## Goal of the exercise
The entries below should be copied exactly and completely.

[Saved data entries]

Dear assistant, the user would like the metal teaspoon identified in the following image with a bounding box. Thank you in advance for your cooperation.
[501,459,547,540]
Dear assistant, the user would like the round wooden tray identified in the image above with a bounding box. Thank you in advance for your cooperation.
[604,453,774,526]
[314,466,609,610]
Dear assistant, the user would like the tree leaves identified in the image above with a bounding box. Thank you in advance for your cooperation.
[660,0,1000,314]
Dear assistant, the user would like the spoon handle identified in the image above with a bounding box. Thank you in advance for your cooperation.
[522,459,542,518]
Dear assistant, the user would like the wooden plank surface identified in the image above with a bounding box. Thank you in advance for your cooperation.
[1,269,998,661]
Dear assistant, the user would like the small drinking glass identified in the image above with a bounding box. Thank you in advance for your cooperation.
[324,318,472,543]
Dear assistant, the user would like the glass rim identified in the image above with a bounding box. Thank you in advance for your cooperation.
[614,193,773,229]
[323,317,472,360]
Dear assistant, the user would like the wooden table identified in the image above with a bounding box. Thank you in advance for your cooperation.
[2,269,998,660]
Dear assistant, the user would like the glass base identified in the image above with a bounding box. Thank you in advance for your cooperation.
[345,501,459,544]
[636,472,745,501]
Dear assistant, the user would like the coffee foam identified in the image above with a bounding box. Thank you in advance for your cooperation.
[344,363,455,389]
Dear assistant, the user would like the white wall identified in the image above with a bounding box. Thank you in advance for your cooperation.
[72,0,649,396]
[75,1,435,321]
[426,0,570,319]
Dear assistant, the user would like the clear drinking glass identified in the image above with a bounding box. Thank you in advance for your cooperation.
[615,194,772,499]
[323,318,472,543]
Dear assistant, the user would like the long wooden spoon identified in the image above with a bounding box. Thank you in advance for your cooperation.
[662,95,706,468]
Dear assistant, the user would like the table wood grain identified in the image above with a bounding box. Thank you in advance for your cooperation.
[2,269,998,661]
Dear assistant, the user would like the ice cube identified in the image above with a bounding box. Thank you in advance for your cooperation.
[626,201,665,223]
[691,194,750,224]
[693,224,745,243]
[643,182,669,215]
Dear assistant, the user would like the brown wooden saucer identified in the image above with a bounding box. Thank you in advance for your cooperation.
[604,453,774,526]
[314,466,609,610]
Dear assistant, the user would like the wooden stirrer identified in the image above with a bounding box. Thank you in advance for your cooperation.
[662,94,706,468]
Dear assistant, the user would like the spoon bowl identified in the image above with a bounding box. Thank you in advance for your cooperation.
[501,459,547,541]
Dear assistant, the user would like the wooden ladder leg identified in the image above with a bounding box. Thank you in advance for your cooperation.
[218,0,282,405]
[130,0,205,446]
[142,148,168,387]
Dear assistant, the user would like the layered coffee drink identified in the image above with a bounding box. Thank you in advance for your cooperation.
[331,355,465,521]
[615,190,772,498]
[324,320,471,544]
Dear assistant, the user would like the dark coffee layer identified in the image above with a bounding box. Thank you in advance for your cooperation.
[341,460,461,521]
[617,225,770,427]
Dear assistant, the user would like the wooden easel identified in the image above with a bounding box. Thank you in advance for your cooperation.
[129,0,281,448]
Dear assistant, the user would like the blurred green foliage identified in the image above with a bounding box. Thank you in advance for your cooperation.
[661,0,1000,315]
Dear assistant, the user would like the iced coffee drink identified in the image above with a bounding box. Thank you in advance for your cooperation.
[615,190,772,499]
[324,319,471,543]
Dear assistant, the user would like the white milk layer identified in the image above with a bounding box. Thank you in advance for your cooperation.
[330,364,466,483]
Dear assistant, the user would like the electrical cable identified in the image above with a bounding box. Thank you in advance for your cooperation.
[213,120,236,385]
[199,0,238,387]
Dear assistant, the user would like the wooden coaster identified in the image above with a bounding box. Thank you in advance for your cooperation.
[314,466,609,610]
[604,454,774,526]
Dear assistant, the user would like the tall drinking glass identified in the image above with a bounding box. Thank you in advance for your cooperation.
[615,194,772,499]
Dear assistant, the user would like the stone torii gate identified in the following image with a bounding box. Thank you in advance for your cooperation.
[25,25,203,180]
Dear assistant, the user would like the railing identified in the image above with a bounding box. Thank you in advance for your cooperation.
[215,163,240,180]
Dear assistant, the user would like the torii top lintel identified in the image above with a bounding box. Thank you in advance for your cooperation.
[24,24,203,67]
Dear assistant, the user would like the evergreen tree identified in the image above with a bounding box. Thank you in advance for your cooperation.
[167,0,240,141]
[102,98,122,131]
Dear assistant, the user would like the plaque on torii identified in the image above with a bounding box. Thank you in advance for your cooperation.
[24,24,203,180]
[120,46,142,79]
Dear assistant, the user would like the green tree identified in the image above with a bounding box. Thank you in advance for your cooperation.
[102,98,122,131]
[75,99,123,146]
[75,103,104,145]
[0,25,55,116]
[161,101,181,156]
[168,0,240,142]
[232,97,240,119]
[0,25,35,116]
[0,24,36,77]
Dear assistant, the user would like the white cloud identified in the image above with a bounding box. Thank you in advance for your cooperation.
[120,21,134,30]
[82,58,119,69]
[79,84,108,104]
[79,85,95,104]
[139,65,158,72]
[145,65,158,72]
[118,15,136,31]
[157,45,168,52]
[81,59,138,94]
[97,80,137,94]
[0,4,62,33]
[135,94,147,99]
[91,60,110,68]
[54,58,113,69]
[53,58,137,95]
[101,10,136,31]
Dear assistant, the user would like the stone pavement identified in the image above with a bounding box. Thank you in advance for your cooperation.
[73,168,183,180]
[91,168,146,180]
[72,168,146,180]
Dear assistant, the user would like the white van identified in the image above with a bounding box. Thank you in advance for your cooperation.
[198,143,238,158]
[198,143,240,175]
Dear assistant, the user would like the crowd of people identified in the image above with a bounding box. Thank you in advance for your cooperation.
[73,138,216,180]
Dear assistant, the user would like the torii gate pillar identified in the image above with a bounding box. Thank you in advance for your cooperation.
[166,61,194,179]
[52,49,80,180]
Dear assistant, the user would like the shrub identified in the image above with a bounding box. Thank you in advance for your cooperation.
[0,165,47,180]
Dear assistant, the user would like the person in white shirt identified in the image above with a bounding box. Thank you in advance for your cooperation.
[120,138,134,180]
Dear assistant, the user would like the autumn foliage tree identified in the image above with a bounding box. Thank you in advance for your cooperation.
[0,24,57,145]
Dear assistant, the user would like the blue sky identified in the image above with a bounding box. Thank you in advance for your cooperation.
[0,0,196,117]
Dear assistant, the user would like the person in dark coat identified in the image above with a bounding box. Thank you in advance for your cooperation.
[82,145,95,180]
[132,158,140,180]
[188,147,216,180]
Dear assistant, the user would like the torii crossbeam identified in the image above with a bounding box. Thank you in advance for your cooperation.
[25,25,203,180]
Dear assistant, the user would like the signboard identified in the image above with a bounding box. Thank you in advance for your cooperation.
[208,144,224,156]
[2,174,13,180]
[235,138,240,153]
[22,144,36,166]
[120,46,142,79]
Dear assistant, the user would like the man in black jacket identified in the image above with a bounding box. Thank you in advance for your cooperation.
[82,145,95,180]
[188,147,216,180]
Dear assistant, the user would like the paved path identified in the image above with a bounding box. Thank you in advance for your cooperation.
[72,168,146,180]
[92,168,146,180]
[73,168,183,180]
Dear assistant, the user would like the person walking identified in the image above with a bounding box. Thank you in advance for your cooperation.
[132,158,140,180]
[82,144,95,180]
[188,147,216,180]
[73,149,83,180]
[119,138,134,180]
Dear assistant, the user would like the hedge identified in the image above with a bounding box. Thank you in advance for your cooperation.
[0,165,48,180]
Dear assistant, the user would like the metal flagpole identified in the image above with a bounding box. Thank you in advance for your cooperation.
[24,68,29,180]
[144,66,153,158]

## Exercise response
Dear assistant, the user would like the metal teaspoon identified in the following image with a bounding box. Thank you in advance for your cooperation.
[501,459,547,540]
Dear assistant, the user would like the round wooden tray identified in the image above with a bounding box. Thank you in advance for your cooperation.
[604,453,774,526]
[314,466,609,610]
Dear assistant, the user would like the tree leaves identified in the image above with a bounding box. Thank you in advance for your cooperation.
[660,0,1000,314]
Dear assistant, the user would like the spoon handle identified in the image above with a bounding box. Thank you in advance for your cooperation.
[522,459,542,518]
Dear assistant, the user would like the wooden plank surface identified in the image above with a bounding box. Thank you in advance for your cooperation.
[1,269,998,661]
Dear assistant, the user would like the small drinking glass identified in the image above with a bounding box. Thank you in advance for your cooperation.
[324,318,472,543]
Dear assistant, the user would like the glass rim identified in the image above with a bounding box. Thank you in advance for your cooperation.
[614,193,773,229]
[323,317,472,360]
Dear assistant, the user would like the wooden table identified in the image above with a bounding box. Thank you in advance for your cooperation.
[2,269,998,660]
Dear assistant, the user would like the glass base identified in the image above with a bounding box. Thank you in advance for your cooperation.
[345,501,459,544]
[636,472,745,501]
Dear assistant, the user would like the coffee foam identified in the image above with a bounding box. Thank you in advance for your cooperation.
[344,363,455,389]
Dear assistant, the user would like the white wall identified in the image above with a bounding box. Thank you in advance for your cooperation.
[72,0,649,396]
[75,1,435,321]
[426,0,570,319]
Dear assistant, the user would like the clear drinking glass identified in the image above with a bounding box. Thank you in advance for your cooperation.
[615,194,772,499]
[323,318,472,543]
Dear assistant, the user would like the long wooden spoon identified in the image above with a bounding box. Thank you in advance for your cooperation.
[662,95,706,468]
Dear assistant, the user would like the table wood grain identified in the image above with a bounding box. Thank you in advance for your cooperation.
[2,269,998,661]
Dear assistant, the user would like the ice cube identified in the image above with a bounding box. Thank you in advance for your cooperation.
[626,201,665,223]
[691,194,750,224]
[693,224,745,243]
[643,182,669,215]
Dear assistant, the user would like the brown wooden saucer identified in the image above with a bounding box. Thank you in advance for your cooperation.
[604,453,774,526]
[314,466,609,610]
Dear assistant, the user would like the wooden stirrer identified in the image above with a bounding box. Thank you in advance for your cooperation.
[662,94,706,468]
Dear assistant, the user would like the spoon bowl identified in the image above with a bounding box. Thank you in advance for your cooperation.
[501,459,547,541]
Dear assistant, the user would like the wooden ladder leg identified in the image above with a bounding box. Thank you in advance for your cooperation.
[218,0,282,405]
[130,0,205,446]
[142,148,168,387]
Dear assistant, the user would like the layered coffee drink identified in the image above with a bounding box. Thank you in advance for your cooperation.
[331,355,465,521]
[615,190,772,498]
[324,320,471,544]
Dear assistant, the user would like the dark coffee layer identified in the image above with a bounding box. Thank you in advance for your cooperation.
[341,460,461,521]
[617,225,770,427]
Dear assistant, the user would like the wooden easel identified in the image above with a bounding box. Thank you in advance for your cooperation.
[129,0,281,448]
Dear assistant, the user would like the blurred green foliage identified in the image above with a bounding box. Thank you in advance for your cooperation.
[661,0,1000,315]
Dear assistant, the user would like the iced coffee drink identified in the image above with a bounding box. Thank you in advance for your cooperation.
[615,190,772,499]
[324,319,471,543]
Dear assistant, the user would like the white milk layer identified in the image above with a bounding box. Thank you in advance for your cooperation.
[330,364,466,483]
Dear assistant, the user would like the electrical cable identified in the image above with a bounding box. Thank you in advance for your cooperation.
[213,120,236,385]
[199,0,238,387]
Dear assistant, the user would like the wooden coaster identified in the image above with a bounding box. Thank you in advance for your cooperation.
[314,466,609,610]
[604,454,774,526]
Dear assistant, the user would like the tall drinking glass identified in the image above with a bounding box. Thank you in advance for your cooperation.
[615,194,772,499]
Dear assistant, the user would like the stone torii gate identified in the following image with a bounding box. Thank you in advance for your cooperation.
[25,25,203,180]
Dear assistant, the user would like the railing identified in the image above with a bounding box. Thank you in advance for your cooperation.
[215,163,240,180]
Dear assistant, the user would like the torii top lintel identified in the image above with a bounding box. Thank you in advance for your cooperation.
[24,24,203,67]
Dear assistant, the user would like the evergreen tree identified in the image above with a bounding box. Thank you in advance for your cooperation.
[167,0,240,141]
[102,98,122,131]
Dear assistant, the user would like the plaque on torii identified in the image above with a bounding box. Thank you in advance for your cooperation.
[24,24,203,180]
[120,46,142,79]
Dear assistant, the user would like the green tree identified in the image above with a bounding box. Thank you in advance for your cooperation.
[102,98,122,131]
[75,99,123,146]
[75,103,104,145]
[0,25,55,116]
[161,101,181,156]
[168,0,240,142]
[232,97,240,119]
[0,25,35,116]
[0,24,36,77]
Dear assistant, the user would like the white cloud identified in the image above with a bounding box. Thank you in advance for your cooperation.
[120,21,134,30]
[82,58,119,69]
[79,84,108,104]
[79,85,95,104]
[139,65,158,72]
[145,65,158,72]
[118,15,136,31]
[157,45,168,52]
[81,59,138,94]
[97,80,137,94]
[0,4,62,33]
[135,94,147,99]
[91,60,110,68]
[54,58,113,69]
[53,58,137,95]
[101,10,136,31]
Dear assistant, the user would like the stone pavement identified in the image above with a bounding box. Thank you in advance for your cooperation.
[73,168,183,180]
[91,168,146,180]
[72,168,146,180]
Dear assistant, the user would like the white van identified in the image above with a bounding box. Thank you in advance for your cooperation.
[198,143,238,158]
[198,143,240,175]
Dear assistant, the user would like the crowd of people identified in the image above with a bounding box. Thank you in advance for your cooperation.
[73,138,216,180]
Dear assistant, the user would like the torii gate pillar identified in the image above with a bounding box. Thank you in advance for your cooperation.
[166,61,194,179]
[52,49,80,180]
Dear assistant, the user would like the shrub identified in the image above with a bounding box. Thank you in advance for your cooperation.
[0,165,47,180]
Dear assistant, the user would like the person in white shirt identified in the image above with a bounding box. Thank you in advance for your cooperation.
[120,138,134,180]
Dear assistant, the user would like the autumn foliage tree identified in the image above with a bounding box. Thank you in advance for your cooperation.
[0,24,57,145]
Dear assistant, the user would like the blue sky identified in the image above with a bounding box. Thank you in advance for your cooperation.
[0,0,196,117]
Dear assistant, the user would like the person in dark coat identified in the image above with a bounding box. Thank you in advance for your cooperation.
[82,145,95,180]
[132,158,140,180]
[188,147,216,180]
Dear assistant, the user would like the torii crossbeam identified in the image above with a bounding box. Thank you in advance for your cooperation.
[25,25,203,180]
Dear assistant, the user would like the signboard identified in the image above with a bounding box. Thank you in advance for your cooperation.
[208,144,224,156]
[2,174,13,180]
[235,138,240,153]
[22,144,36,166]
[120,46,142,79]
Dear assistant, the user would like the man in black jacket identified in the image above with a bounding box. Thank you in advance for your cooperation.
[82,145,95,180]
[188,147,216,180]
Dear assistant, the user would like the paved path identified in the image above with a bounding box. Thank you in advance for your cooperation.
[72,168,146,180]
[92,168,146,180]
[73,168,183,180]
Dear assistant, the user would like the person walking identified in the image above with a bounding box. Thank you in advance for your cooperation.
[132,158,140,180]
[82,144,95,180]
[188,147,216,180]
[73,149,83,180]
[119,138,134,180]
Dear assistant, the user would like the hedge identified in the image above with a bounding box. Thank you in advance for your cooperation.
[0,165,48,180]
Dear assistant, the user would like the metal flagpole identified in the image above with a bounding box. Thank you in advance for your cooperation.
[24,68,29,180]
[144,66,153,158]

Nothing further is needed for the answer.